> To be done
1. According to the forum post on planet management, what appears to be the maximum number of tiles on a planet?
2. Reproduce the part of the forum post on planet management between "2) We are also" and "is hardly intensive micro management.", inclusive.
3. Write what comes next in the forum post on planet management, beginning after its final sentence.

-- Extract start --

2) We are also not talking about managing every aspect of these planets. There are no traffic laws to write nor school budgets to consider. It seems to me from DD #9 - Planets and Resources that the only decisions to be made are where to deploy Pops and building to be built. Hardly intensive micro management. Additionally it appears that the maximum number of tiles is 25, again not thousands of decisions to be made per planet. If you had 100 planets and each one needed a decision once every 10 turns/minutes/periods, that is only 10 decisions per period. IMHO that is hardly intensive micro management.

2a) Related to 2, what is the point of the depth of planet information/design/variety if I will only interact directly with 4 or 5 of them? What do I do with the rest? I look at it once, assign it to a Province, and done? never to look at it again? If I was the developer of the planet model I'd be seriously bummed by that. Players are never going to get to work with 90%+ of the planets in the game. To me that is sad, and a great missed opportunity. I'm sure you can pause the game to go look at them, but if you have no problem with that, then why not have the opportunity/option to manage them as well?

You still interact with them, even if not directly. Those planets affect the sector they are in and the empire as a whole and it's performance and risk of revolt, keeping track of all of that will be important to noting if you need to order a change from the governor, send in military forces, or enact a change of laws. Not to mention dealing with factions that may arise from those planets.

3) Everything that the player has to make a decision on can be considered micro management. Why build your ships yourself, that's evil micro management! What? I have to survey these anomalies manually? What a bummer of micro management! Why do I have to assign these province governors, such micro management!

-- Extract end --
-- Information shown start --

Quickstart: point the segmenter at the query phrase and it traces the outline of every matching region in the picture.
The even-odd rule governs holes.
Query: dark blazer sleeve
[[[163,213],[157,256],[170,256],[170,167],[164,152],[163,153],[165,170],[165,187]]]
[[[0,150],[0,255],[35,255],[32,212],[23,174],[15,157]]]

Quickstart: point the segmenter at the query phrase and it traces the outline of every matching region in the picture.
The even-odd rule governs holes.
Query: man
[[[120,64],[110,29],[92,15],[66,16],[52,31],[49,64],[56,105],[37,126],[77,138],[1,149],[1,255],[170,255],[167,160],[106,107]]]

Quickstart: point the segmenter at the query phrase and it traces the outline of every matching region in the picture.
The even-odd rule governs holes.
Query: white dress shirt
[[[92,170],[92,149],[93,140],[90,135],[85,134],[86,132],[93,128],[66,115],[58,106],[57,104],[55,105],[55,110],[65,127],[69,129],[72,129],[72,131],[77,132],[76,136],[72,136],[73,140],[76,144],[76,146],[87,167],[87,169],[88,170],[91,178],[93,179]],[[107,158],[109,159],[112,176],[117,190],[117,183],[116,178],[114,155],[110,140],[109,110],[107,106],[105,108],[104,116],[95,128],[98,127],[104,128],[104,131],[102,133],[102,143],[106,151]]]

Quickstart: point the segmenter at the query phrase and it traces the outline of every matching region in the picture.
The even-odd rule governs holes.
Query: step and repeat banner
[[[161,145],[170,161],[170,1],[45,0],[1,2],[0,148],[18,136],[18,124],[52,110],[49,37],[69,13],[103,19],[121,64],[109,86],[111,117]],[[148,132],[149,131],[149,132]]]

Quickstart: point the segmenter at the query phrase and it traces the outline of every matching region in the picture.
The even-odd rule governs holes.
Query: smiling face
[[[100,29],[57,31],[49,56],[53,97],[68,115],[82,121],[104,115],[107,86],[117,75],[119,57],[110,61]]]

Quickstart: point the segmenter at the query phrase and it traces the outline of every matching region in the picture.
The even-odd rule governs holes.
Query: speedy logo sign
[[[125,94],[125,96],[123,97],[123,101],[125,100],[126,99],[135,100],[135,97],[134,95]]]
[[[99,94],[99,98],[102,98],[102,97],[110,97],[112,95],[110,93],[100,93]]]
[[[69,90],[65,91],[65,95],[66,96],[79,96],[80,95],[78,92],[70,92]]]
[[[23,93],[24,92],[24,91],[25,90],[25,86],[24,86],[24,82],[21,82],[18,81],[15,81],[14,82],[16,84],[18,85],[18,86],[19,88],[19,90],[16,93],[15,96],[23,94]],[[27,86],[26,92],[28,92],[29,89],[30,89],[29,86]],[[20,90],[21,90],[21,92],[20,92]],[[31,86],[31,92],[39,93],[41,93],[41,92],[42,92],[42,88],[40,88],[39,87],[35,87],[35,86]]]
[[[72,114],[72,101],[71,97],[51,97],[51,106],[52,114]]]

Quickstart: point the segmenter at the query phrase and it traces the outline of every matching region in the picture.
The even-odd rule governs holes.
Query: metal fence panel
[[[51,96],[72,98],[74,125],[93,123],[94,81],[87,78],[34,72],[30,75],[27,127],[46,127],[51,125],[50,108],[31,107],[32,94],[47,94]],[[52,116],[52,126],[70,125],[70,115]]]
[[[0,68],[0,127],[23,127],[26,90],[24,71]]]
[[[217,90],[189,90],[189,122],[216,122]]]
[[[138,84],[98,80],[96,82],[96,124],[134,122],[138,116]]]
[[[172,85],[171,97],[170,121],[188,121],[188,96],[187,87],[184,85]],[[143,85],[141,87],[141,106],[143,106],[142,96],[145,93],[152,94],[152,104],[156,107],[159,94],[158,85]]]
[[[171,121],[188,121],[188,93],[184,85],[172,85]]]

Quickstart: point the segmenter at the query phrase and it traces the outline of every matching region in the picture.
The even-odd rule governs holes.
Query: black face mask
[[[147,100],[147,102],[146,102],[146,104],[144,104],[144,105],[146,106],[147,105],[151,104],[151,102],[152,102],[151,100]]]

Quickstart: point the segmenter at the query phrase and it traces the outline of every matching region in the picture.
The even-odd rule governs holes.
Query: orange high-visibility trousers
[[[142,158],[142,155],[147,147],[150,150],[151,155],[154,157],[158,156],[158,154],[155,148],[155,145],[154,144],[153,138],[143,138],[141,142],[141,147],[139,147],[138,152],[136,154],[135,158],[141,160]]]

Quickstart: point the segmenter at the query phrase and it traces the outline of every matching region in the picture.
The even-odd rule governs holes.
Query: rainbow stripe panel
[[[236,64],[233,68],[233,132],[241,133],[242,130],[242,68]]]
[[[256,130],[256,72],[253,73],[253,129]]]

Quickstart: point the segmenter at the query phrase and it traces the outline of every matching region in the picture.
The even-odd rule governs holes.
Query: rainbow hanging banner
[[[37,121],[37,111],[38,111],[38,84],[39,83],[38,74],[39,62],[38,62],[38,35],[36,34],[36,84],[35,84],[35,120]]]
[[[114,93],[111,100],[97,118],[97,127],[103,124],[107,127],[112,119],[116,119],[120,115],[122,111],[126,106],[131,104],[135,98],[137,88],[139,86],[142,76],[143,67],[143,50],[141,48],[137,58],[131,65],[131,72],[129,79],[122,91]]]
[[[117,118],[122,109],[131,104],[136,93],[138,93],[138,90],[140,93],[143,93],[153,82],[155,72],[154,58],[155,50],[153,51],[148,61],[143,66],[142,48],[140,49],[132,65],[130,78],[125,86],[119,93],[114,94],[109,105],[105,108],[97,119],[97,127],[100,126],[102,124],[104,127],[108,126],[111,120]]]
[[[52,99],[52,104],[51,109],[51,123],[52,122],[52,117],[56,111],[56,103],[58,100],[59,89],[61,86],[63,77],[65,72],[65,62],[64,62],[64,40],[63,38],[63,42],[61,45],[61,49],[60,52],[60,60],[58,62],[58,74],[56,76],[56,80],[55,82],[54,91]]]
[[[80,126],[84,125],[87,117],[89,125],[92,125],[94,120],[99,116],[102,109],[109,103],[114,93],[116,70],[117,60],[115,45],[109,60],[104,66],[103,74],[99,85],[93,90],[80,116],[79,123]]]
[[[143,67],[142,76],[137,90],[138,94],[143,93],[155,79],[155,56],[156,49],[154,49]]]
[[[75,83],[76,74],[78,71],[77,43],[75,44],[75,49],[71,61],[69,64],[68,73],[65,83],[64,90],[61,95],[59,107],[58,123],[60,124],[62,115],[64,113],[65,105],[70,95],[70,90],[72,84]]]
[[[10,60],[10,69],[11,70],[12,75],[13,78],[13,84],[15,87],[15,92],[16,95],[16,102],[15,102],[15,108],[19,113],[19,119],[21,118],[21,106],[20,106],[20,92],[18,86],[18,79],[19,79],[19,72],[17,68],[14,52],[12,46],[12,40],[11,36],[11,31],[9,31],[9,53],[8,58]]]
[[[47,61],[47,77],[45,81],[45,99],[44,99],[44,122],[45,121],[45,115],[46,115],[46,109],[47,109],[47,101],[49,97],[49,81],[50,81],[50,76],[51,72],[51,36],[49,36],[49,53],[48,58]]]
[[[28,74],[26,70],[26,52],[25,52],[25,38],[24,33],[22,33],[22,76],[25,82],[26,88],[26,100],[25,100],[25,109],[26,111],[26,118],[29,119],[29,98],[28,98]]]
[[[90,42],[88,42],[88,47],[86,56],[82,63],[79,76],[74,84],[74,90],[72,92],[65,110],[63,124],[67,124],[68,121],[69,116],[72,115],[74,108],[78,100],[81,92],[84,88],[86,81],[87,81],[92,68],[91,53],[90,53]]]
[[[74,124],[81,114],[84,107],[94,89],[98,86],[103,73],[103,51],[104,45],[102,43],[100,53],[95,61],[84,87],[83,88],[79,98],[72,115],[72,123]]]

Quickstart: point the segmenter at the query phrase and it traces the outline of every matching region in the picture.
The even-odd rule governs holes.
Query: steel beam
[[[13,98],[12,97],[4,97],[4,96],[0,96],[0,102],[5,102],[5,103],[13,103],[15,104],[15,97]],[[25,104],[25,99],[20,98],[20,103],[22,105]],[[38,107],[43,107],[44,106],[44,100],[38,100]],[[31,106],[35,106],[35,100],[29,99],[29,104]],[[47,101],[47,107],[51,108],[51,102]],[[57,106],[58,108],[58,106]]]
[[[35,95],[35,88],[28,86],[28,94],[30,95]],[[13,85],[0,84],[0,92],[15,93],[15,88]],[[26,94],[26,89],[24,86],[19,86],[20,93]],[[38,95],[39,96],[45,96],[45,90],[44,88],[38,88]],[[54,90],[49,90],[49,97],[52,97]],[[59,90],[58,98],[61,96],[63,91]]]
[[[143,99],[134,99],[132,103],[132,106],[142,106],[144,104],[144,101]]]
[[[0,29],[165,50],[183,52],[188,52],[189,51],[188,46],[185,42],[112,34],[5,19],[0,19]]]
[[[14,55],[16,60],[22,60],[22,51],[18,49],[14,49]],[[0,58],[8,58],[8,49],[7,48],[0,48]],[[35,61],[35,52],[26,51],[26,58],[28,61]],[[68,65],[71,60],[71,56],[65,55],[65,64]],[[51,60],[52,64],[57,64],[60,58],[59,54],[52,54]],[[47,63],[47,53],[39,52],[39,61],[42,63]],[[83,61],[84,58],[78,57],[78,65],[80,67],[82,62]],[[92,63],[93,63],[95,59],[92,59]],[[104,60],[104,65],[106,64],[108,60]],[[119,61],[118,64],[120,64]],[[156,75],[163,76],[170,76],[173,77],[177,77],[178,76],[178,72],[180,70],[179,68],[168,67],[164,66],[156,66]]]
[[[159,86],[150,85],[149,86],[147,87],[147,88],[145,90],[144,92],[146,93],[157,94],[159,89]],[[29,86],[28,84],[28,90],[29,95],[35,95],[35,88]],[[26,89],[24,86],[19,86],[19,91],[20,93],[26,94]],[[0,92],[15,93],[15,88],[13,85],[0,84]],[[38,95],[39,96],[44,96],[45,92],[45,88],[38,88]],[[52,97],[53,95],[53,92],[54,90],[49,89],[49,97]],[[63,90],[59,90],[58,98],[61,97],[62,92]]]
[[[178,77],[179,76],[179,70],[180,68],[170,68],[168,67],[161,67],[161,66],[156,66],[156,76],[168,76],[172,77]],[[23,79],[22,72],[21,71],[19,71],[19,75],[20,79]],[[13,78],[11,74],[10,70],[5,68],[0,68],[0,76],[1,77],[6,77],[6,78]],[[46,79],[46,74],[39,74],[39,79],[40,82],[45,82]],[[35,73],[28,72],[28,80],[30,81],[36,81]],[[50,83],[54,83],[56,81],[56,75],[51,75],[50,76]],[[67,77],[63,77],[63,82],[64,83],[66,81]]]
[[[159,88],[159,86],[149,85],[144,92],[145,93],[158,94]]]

-- Information shown end --

> Final answers
1. 25

2.
2) We are also not talking about managing every aspect of these planets. There are no traffic laws to write nor school budgets to consider. It seems to me from DD #9 - Planets and Resources that the only decisions to be made are where to deploy Pops and building to be built. Hardly intensive micro management. Additionally it appears that the maximum number of tiles is 25, again not thousands of decisions to be made per planet. If you had 100 planets and each one needed a decision once every 10 turns/minutes/periods, that is only 10 decisions per period. IMHO that is hardly intensive micro management.

3.
Oversimplification. This game will obviously have a lot more to do on the higher end so a focus on the lower end isn't necessary as "busy work" like in most 4x. It also adds a level of realism since you wouldn't do it all manually and since you mention it the central government does, in fact, control its military composition and personally order the construction of each naval vessel and even the creation/dissolution of fleets. Same with a science vessel, which is the equivalent to a NASA operation which is controlled by the Federal government.

4) Stellaris is not a 4X game? Hmm, imagine my surprise to read this from DD #1. "... Stellaris is in many ways a 4X game..." Yes, the writer goes on to say that they don't want it to be something "new and different". But not a 4X game, no, Stellaris is a 4X game by admission of the developers.
As i recall in the very same or next dev diary they state that it is still a GSG with all that you expect from a PDX game, but that since it isnt based in history they've been able to utilize aspects from the 4x genre especially in the early stages of the game, but once it is mid-game on it is a GSG with all you'd expect from one. I find it hard to imagine someone that is a PDX fan would have a problem with that

5) Comparison to CK2. I think CK2 is a great game. I own all the DLC (except some unit packs). I was an early adopter of the game. I don't feel the need for Stellaris to be "CK2 in space". A game design aspect that is well suited to CK2 would be, IMHO, almost certainly not applicable to a high technology game like Stellaris.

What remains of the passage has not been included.